American writer (born 1960)

Noy Holland (born December 3, 1960) is an American writer.

==Biography==
Holland received her Masters in Fine Arts from the University of Florida in 1994.

Holland is a Professor in the MFA Program for Poets & Writers at the University of Massachusetts Amherst. She has also taught at Phillips Academy and the University of Florida. She directs the Writers in the Schools Project in Amherst, Massachusetts.

She received a fellowship from the National Endowment for the Arts in 2003. She has also received fellowships from the University of Florida, the Bread Loaf Writers' Conference, and the Massachusetts Cultural Council.

Her writing has appeared in The American Voice, Ploughshares, Story Quarterly, Glimmer Train, The Quarterly, Conjunctions, Black Warrior Review, Open City, Noon, and other publications.

Holland's most recent book is I Was Trying to Describe What It Feels Like: New and Selected Stories, published in January 2017 by Counterpoint. She is also the author of Bird (Counterpoint), The Spectacle of the Body (Knopf), What Begins with Bird (Fiction Collective Two), and Swim for the Little One First (Fiction Collective Two).

+===+

Assigned task 1: In what year did Noy Holland receive a fellowship from the National Endowment for the Arts, according to the biography?
Assigned task 2: From the Noy Holland biography, print the part that opens with the words containing "Holland is a" and closes with "in Amherst, Massachusetts.".

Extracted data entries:

+===+

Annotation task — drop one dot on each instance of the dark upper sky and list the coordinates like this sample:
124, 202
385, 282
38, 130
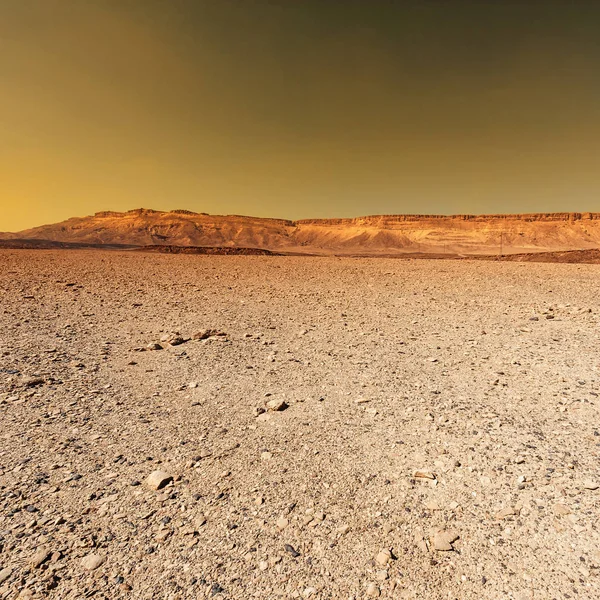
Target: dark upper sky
298, 108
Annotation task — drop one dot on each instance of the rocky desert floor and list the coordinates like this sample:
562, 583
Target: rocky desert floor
226, 427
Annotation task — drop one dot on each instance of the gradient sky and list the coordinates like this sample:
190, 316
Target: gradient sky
297, 108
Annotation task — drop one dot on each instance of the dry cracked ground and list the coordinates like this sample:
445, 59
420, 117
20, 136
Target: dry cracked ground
439, 436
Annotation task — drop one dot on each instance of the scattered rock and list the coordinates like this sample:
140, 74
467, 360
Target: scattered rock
5, 574
423, 475
442, 540
92, 561
41, 555
292, 550
158, 480
276, 405
204, 334
383, 558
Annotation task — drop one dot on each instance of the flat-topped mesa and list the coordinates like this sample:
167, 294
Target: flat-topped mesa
370, 235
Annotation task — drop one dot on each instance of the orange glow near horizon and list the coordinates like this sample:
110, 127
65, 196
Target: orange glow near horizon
297, 110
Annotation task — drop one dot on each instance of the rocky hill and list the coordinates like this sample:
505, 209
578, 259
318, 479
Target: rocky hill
371, 235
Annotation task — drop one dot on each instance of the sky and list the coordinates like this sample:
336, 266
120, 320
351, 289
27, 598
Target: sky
297, 108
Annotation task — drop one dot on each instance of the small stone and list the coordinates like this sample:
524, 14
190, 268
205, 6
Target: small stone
292, 550
199, 521
92, 561
443, 540
383, 558
41, 555
276, 405
505, 512
561, 510
163, 535
5, 574
32, 381
423, 475
158, 479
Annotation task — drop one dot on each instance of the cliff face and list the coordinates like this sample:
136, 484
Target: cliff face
377, 234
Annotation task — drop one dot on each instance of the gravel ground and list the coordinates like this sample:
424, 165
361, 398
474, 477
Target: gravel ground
439, 437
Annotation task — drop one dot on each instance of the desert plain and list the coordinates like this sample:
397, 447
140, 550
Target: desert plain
177, 426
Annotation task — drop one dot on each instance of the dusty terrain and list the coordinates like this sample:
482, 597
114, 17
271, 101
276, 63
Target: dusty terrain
440, 438
367, 236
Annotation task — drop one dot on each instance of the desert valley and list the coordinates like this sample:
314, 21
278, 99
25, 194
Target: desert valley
182, 426
379, 235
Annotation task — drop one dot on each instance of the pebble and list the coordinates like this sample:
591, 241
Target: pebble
383, 558
40, 557
504, 513
92, 561
158, 479
419, 474
292, 550
276, 405
5, 574
442, 540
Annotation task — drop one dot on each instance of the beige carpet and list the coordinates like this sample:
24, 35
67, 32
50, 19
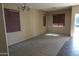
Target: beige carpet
39, 46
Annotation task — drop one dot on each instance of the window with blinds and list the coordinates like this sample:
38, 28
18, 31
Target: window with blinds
59, 20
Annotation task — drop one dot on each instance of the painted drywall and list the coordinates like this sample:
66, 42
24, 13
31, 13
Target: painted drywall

+===+

Written reply 1: 2003

Written reply 2:
Holland is a Professor in the MFA Program for Poets & Writers at the University of Massachusetts Amherst. She has also taught at Phillips Academy and the University of Florida. She directs the Writers in the Schools Project in Amherst, Massachusetts.